TEXTAUSZUG ▸

⟨

Die Apostel unter der Zeit, als der Herr Jesus mit dem Weib bei dem Brunnen eine heilsame Ansprach gehalten, gehen in Samariam hinein, und kauften um baares Geld die nothwendige Nahrung und gehörigen Victualien, ob welchem sich zu verwundern, daß die Samaritaner mit diesen Hebräern einige Gemeinschaft hatten, dann ihre Gebot legten ihnen stark ob, daß sie mit dem hebräischen Gesind und Unflath (wie sie es nennten) nichts zu thun hätten; aber wo man Geld siehet, da siehet man kein Gebot mehr, wo man Geld greift, da vergreift man sich leicht wider alle Satzungen, wo man Geld zählt, da zählt man die zehen Gebot nicht. O verdammtes Geld! so verderbest du ja alles in der Welt. Quid vultis mihi dare?

⟩

EXTRAHIERTE DATENSÄTZE ▸
⟨

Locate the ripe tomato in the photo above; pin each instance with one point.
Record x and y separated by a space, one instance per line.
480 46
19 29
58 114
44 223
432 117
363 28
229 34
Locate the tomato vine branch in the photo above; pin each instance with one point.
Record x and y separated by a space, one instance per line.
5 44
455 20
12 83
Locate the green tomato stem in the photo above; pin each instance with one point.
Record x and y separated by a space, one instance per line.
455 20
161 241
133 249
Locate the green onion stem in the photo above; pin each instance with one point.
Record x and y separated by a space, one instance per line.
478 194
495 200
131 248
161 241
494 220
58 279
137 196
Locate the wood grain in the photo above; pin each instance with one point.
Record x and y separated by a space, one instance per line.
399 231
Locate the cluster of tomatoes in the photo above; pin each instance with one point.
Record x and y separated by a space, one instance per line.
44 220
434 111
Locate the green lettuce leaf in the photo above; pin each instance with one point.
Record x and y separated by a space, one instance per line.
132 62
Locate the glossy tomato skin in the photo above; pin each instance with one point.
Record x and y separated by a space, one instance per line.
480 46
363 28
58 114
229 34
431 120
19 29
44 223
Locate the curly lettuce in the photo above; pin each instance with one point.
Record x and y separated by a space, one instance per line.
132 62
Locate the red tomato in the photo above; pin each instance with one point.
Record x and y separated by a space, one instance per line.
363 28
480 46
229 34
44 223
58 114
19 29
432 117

⟩
⟨

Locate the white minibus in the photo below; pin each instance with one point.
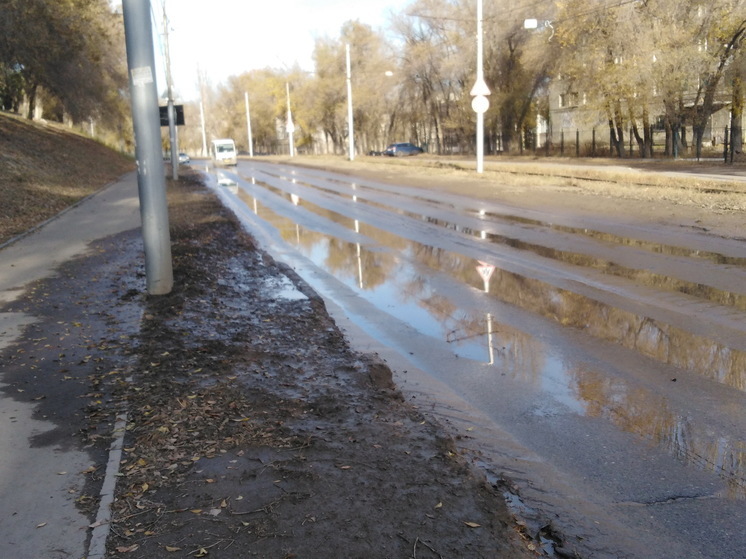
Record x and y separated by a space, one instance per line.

⟩
⟨

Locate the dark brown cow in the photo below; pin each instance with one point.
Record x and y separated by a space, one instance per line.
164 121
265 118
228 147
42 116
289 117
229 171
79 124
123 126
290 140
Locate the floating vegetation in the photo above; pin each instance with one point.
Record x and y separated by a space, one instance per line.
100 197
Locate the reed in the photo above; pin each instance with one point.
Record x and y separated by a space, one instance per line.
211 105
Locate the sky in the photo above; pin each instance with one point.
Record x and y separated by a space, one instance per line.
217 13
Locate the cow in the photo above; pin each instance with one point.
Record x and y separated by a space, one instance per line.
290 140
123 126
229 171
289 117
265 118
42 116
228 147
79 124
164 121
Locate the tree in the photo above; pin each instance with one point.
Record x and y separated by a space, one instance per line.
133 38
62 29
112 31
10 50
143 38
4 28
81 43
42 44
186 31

⟩

ZU ERLEDIGENDE AUFGABEN ▸
A: Welche Verben folgen im Textauszug jeweils unmittelbar auf „wo man Geld“? Nenne alle.
B: Zähle, wie viele Zeilen der Datensätze das Wort „below“ enthalten, und gib nur die Zahl an. Groß- und Kleinschreibung sind zu beachten.
Die Datensätze haben mit dem Textauszug nichts zu tun.

VOLLSTÄNDIGE ANTWORTEN ▸
A: siehet, greift, zählt

B: 2